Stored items
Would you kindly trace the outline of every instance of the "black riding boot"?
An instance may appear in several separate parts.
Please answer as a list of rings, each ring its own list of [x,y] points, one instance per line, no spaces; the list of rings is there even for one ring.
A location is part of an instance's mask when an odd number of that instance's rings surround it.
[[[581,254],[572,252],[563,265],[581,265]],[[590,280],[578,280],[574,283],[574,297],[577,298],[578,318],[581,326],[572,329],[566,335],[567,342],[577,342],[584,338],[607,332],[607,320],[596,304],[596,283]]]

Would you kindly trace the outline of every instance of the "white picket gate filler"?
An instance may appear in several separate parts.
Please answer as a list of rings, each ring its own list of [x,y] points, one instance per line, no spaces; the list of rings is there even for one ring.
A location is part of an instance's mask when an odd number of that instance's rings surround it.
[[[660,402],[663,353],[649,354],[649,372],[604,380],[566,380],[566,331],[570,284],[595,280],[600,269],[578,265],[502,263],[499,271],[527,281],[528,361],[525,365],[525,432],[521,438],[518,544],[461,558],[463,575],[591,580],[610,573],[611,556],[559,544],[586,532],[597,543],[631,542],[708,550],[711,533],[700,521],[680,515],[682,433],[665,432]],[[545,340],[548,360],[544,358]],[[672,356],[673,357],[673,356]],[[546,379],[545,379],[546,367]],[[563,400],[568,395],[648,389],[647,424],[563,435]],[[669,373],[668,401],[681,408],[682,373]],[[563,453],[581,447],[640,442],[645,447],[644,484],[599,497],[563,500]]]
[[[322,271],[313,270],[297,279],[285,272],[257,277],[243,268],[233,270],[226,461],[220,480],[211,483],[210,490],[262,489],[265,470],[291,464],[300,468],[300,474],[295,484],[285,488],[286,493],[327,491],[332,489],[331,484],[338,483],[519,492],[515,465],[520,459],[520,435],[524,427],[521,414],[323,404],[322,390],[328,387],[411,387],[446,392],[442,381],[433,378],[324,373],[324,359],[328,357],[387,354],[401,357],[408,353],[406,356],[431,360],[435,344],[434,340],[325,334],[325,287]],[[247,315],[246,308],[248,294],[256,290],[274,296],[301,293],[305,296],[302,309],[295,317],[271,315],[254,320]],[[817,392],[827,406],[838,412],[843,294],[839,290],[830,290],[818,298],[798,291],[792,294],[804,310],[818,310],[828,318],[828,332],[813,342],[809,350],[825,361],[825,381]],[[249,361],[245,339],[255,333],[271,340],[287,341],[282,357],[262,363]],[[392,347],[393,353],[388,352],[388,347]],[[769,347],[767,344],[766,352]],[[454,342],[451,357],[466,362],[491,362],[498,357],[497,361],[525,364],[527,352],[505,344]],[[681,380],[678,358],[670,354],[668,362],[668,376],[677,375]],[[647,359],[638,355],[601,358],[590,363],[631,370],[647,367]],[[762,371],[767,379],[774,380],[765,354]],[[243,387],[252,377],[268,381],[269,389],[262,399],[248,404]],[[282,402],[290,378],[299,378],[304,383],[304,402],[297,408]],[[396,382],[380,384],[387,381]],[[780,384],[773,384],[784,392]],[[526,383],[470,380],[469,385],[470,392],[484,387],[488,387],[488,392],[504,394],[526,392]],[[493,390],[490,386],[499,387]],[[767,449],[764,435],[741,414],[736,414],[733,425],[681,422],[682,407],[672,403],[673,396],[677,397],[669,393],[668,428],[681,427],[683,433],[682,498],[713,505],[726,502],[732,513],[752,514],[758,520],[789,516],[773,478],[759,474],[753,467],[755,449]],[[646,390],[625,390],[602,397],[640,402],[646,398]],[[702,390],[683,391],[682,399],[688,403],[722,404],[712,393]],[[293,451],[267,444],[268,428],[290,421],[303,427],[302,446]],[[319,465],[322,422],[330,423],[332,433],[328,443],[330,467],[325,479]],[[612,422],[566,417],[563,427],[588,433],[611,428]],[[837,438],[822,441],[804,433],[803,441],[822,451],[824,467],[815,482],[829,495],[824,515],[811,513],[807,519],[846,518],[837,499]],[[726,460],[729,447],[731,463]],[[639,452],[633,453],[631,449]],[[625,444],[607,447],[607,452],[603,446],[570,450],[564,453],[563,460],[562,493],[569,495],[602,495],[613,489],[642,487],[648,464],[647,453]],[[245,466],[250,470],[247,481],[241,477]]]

● Aim of the task:
Copy every record exactly.

● Task solution:
Would you kindly trace the outline of every instance of the "black riding boot"?
An instance may appear in several separate parts.
Please answer as a list of rings, each ring its own list of [x,y] points, one instance per line, no spaces; the list of rings is there even for one ring.
A location is part of an instance's mask when an odd number of that instance's rings surround it.
[[[581,254],[572,252],[563,265],[581,265]],[[590,280],[578,280],[574,283],[574,297],[577,298],[578,318],[581,326],[572,329],[566,335],[567,342],[577,342],[584,338],[607,332],[607,320],[596,304],[596,283]]]

Would you kindly trace the outline of every instance of the "white picket gate filler"?
An instance may appear in several separate parts.
Please answer as a list of rings, each ring its own list of [x,y] points, one instance per line, no spaces; the list of rings is there even for one ring.
A location is part of an instance's mask when an odd number of that instance's rings surround it.
[[[660,402],[663,353],[649,354],[649,372],[604,380],[566,380],[566,331],[570,284],[595,280],[600,269],[578,265],[502,263],[499,271],[527,281],[528,361],[525,365],[525,432],[521,438],[518,544],[461,558],[463,575],[591,580],[610,573],[611,556],[559,544],[586,532],[597,543],[631,542],[708,550],[711,533],[700,521],[680,515],[682,433],[665,432]],[[545,340],[548,360],[544,358]],[[672,356],[673,357],[673,356]],[[546,379],[545,379],[546,367]],[[563,400],[568,395],[648,389],[647,424],[563,435]],[[669,373],[668,401],[681,408],[682,373]],[[563,453],[581,447],[640,442],[645,447],[644,484],[599,497],[563,500]]]
[[[322,271],[313,270],[297,279],[285,272],[257,277],[243,268],[233,270],[226,461],[220,480],[211,483],[210,490],[262,489],[265,470],[291,464],[300,468],[300,474],[295,484],[285,488],[286,493],[327,491],[332,489],[331,484],[338,483],[519,492],[515,465],[520,459],[520,435],[524,427],[521,414],[323,404],[322,390],[328,387],[411,387],[446,392],[442,381],[433,378],[324,373],[324,359],[328,357],[387,354],[401,357],[408,353],[406,356],[431,360],[435,344],[434,340],[325,334],[325,287]],[[247,315],[246,308],[248,294],[256,290],[274,296],[301,293],[305,296],[302,309],[295,317],[271,315],[254,320]],[[817,392],[827,406],[838,412],[843,294],[839,290],[830,290],[818,298],[798,291],[792,294],[804,310],[818,310],[828,318],[828,332],[813,342],[809,350],[825,361],[825,381]],[[249,361],[245,339],[255,333],[271,340],[287,341],[282,357],[262,363]],[[392,347],[393,353],[388,352],[388,347]],[[769,347],[767,344],[766,352]],[[454,342],[451,357],[466,362],[491,362],[498,357],[497,361],[525,364],[527,352],[505,344]],[[681,380],[678,358],[670,354],[668,362],[668,376],[677,375]],[[647,359],[638,355],[601,358],[590,363],[631,370],[647,367]],[[762,371],[767,379],[774,380],[765,354]],[[243,387],[252,377],[268,381],[269,389],[262,399],[248,404]],[[282,402],[290,378],[299,378],[304,383],[304,402],[297,408]],[[396,382],[380,384],[387,381]],[[780,384],[773,384],[784,392]],[[526,383],[470,380],[469,385],[470,392],[484,387],[488,387],[488,392],[504,394],[526,392]],[[493,390],[490,386],[499,387]],[[767,449],[764,435],[741,414],[736,414],[733,425],[681,422],[682,407],[672,403],[673,396],[677,397],[669,393],[668,428],[681,427],[683,433],[682,498],[713,505],[726,502],[732,513],[752,514],[758,520],[789,516],[773,478],[759,474],[753,467],[755,449]],[[646,390],[625,390],[602,397],[640,402],[646,398]],[[702,390],[683,391],[682,399],[688,403],[722,404],[712,393]],[[293,451],[267,444],[268,428],[290,421],[303,427],[302,446]],[[319,465],[322,422],[330,423],[332,433],[328,443],[330,467],[325,479]],[[612,422],[566,417],[563,427],[588,433],[611,428]],[[837,438],[822,441],[804,433],[803,441],[822,451],[824,467],[815,482],[829,495],[824,515],[811,513],[807,519],[846,518],[837,499]],[[726,460],[729,447],[731,463]],[[639,452],[633,453],[631,449]],[[625,444],[607,447],[607,452],[603,446],[570,450],[564,453],[563,460],[562,493],[569,495],[602,495],[613,489],[642,487],[648,464],[647,453]],[[245,466],[250,470],[247,481],[241,477]]]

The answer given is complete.